══ Data for this task ══

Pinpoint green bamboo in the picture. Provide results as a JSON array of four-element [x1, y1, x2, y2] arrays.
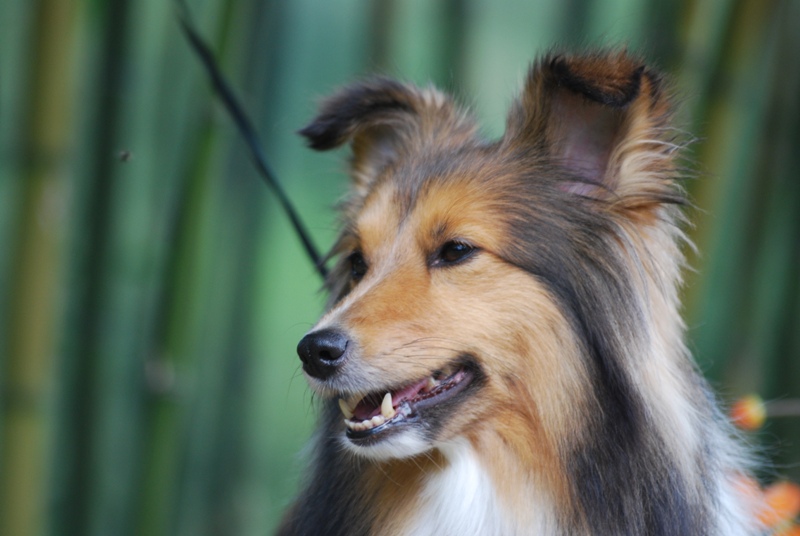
[[136, 2, 239, 536], [686, 0, 770, 379], [0, 0, 77, 536]]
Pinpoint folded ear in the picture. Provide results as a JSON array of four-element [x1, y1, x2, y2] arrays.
[[300, 78, 474, 193], [503, 51, 679, 208]]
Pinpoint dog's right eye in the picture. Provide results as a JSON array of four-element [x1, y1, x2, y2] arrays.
[[348, 251, 367, 281]]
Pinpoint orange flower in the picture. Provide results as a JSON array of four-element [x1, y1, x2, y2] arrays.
[[775, 523, 800, 536], [758, 482, 800, 536], [730, 395, 767, 430]]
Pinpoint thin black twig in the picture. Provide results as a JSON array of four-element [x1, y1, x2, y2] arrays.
[[177, 0, 328, 279]]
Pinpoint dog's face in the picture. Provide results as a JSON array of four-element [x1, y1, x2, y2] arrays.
[[298, 55, 680, 460], [298, 154, 584, 457]]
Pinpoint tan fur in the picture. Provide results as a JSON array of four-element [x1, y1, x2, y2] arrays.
[[282, 52, 755, 536]]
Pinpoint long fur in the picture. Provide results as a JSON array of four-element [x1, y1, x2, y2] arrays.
[[279, 51, 760, 536]]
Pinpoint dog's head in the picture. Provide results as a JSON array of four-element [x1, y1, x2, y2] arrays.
[[298, 52, 681, 459]]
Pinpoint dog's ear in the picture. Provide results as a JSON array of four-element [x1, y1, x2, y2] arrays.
[[503, 51, 677, 208], [300, 78, 474, 193]]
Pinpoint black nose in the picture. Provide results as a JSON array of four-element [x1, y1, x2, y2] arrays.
[[297, 329, 348, 380]]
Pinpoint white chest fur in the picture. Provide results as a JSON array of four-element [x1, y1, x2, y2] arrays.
[[404, 443, 547, 536]]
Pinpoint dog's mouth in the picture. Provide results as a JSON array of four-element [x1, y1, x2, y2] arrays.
[[339, 363, 476, 445]]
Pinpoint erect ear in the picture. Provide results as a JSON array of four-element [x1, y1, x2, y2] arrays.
[[503, 51, 677, 208], [300, 78, 474, 192]]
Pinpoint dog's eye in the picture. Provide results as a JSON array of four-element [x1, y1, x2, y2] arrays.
[[434, 240, 475, 266], [348, 251, 367, 281]]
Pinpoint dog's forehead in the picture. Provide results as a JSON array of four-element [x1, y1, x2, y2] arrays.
[[354, 155, 502, 253]]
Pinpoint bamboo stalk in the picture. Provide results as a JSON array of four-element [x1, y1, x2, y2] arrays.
[[0, 0, 76, 536]]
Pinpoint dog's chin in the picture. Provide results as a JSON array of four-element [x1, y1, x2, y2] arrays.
[[328, 359, 482, 460]]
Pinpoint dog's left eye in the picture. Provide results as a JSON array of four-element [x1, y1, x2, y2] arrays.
[[433, 240, 476, 266]]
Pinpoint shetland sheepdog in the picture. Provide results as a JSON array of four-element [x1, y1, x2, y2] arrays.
[[279, 50, 760, 536]]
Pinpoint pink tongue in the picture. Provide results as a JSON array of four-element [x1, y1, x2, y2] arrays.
[[353, 378, 428, 421]]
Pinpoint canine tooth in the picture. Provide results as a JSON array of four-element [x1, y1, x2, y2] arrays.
[[339, 398, 353, 419], [345, 395, 364, 410], [380, 393, 396, 419]]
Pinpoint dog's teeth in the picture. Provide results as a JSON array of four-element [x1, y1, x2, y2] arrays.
[[380, 393, 396, 419], [347, 395, 364, 411], [339, 398, 353, 419]]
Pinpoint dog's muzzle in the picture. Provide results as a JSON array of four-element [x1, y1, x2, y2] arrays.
[[297, 328, 350, 380]]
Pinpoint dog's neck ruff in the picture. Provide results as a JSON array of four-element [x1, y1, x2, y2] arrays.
[[402, 440, 553, 536]]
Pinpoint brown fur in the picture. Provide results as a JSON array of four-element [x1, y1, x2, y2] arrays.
[[280, 51, 754, 535]]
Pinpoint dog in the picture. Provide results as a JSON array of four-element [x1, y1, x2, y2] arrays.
[[278, 50, 761, 536]]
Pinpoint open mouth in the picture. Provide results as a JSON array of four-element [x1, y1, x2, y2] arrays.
[[339, 364, 475, 443]]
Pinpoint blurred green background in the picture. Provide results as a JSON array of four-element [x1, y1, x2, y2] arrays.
[[0, 0, 800, 536]]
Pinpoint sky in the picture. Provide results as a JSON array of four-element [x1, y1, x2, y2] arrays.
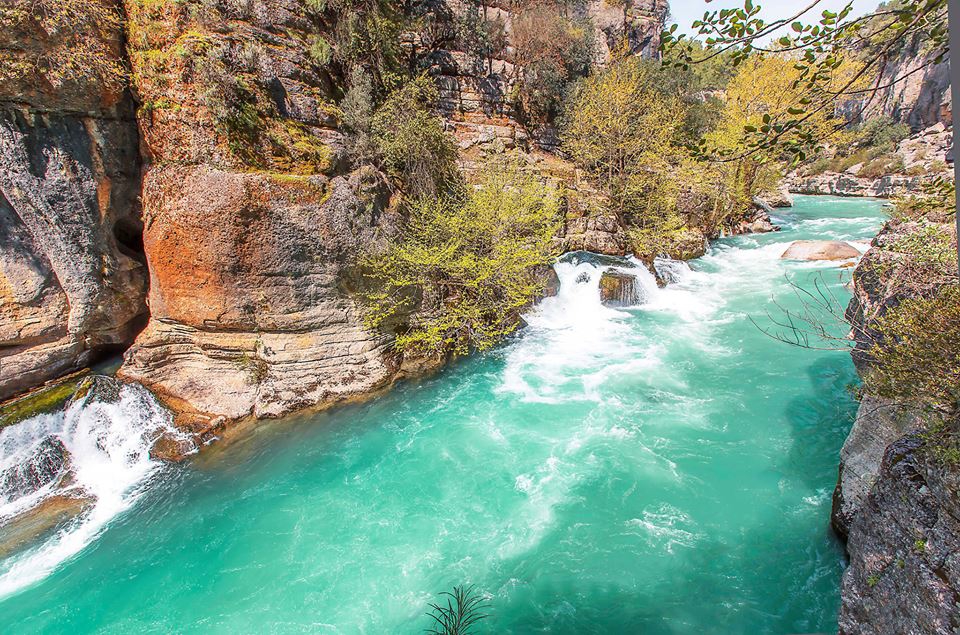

═══

:: Task requirements ::
Change every "Pinpoint" in the data above to "Locate" and reproduce all the lines with nothing else altered. Leave the pictures out of the answer.

:: Exercise output ::
Locate green bamboo in the picture. Provide results as a JSON array of four-element [x1, y1, x2, y2] arrays.
[[136, 2, 239, 536], [686, 0, 770, 379], [0, 0, 77, 536]]
Locate folded ear in the picture. Provide results as a JSON array of four-element [x1, y1, x2, y2] arrays.
[[300, 78, 474, 193], [503, 51, 679, 208]]
Locate dog's right eye in the picture. Provide results as a JSON array of four-element [x1, y1, x2, y2] arrays.
[[348, 251, 367, 281]]
Locate orange flower in the picture. Provide results as a JSON array of four-element [x1, y1, x2, y2] arrays.
[[775, 523, 800, 536], [758, 482, 800, 536], [730, 395, 767, 430]]
Locate thin black twig in the picture. Provide results as a JSON array of four-element [x1, y1, x2, y2] arrays.
[[177, 0, 328, 279]]
Locate dog's face in the picture. Provide results as a JSON array of four-element [x1, y1, x2, y2] arrays.
[[298, 55, 680, 460], [298, 154, 584, 457]]
Locate tan fur in the picture. Provide results as a JSON array of four-element [x1, y1, x2, y2] arrays.
[[282, 52, 755, 536]]
Locate long fur in the picture. Provide results as a JSON array of four-element [x1, y1, x2, y2] arrays.
[[279, 51, 760, 536]]
Locate dog's head in the picture. Provide results as a JSON array of four-element [x1, y1, x2, y2] arrays.
[[298, 52, 681, 459]]
Locate dog's ear in the picture. Provide results as a JSON array of four-element [x1, y1, x2, y2] arrays.
[[503, 51, 677, 208], [300, 78, 474, 193]]
Locate black nose in the picture. Provide results as a JSON array of four-element [x1, y1, x2, y2] arrays.
[[297, 329, 348, 380]]
Locate white chest fur in the picture. Provide results as a JSON array of four-element [x1, y1, x2, y2] arrays.
[[404, 443, 547, 536]]
Locate dog's mouth in the picture. Provide results as a JSON array of four-element [x1, y1, x2, y2] arrays.
[[339, 363, 476, 445]]
Locate erect ear in the picture. Provide results as a JSON array of four-element [x1, y1, x2, y2] arrays.
[[503, 51, 677, 208], [300, 78, 474, 192]]
Locate dog's eye in the picture. Provide results as a JSON array of four-element [x1, y1, x2, y2] arrays.
[[434, 240, 475, 266], [348, 251, 367, 281]]
Locate dog's forehead in the picture. Provide results as a JSON array of four-element [x1, y1, x2, y2] arrays.
[[354, 155, 502, 253]]
Locate bamboo stalk in the picture. Provide results as a JSON array of four-element [x1, y1, x2, y2] arrays.
[[0, 0, 76, 536]]
Locate dog's chin in the picture. Provide results as a JSON array of four-element [x1, y1, x2, y2] arrays.
[[328, 359, 482, 460]]
Locate dog's left eye in the picture. Provide results as a JSON array of four-element [x1, y1, x2, y2] arrays.
[[433, 240, 476, 266]]
Locate shetland sheepdog in the picture. Provide results as a JSON array of four-element [x1, y1, x2, y2] arrays.
[[279, 50, 760, 536]]
Locate pink tongue in the picture. Provide results as a JSON array of four-element [x1, y1, x2, y2] arrays.
[[353, 378, 428, 421]]
Locate canine tooth in the picture. Provide results as a JSON array of four-element [x1, y1, x2, y2] arrays.
[[339, 398, 353, 419], [345, 395, 364, 410], [380, 393, 396, 419]]
Locate dog's teeth in the picture. Provide results as a JSON array of four-element [x1, y1, x2, y2] arrays.
[[380, 393, 396, 419], [347, 395, 364, 411], [339, 398, 353, 419]]
Locate dog's muzzle in the picture. Provide results as a JSON array of four-element [x1, y1, x2, y2] arrays.
[[297, 328, 350, 380]]
Locate dog's neck ruff in the picture. Provide results as a JSON array of four-element [x1, y1, x2, y2] arrays.
[[402, 440, 553, 536]]
Locate brown fur in the picture. Provide results as a JSON array of four-element [x1, y1, x2, y2] arrays.
[[280, 51, 754, 535]]
Locate dog in the picture. Provide results as a JSON array of four-element [x1, y1, x2, y2] arrays.
[[278, 50, 761, 536]]
Locate open mouth in the picture. Provide results as a JSON array of four-element [x1, y1, x2, y2] arrays.
[[339, 364, 475, 443]]
Locate blurred green background in the picture. Provide results as a JSON array of four-element [x1, y1, x2, y2] arrays.
[[0, 0, 800, 536]]
Locate sky in the picture. Provide results as a JSON array of four-element [x1, y1, x2, y2] arrays.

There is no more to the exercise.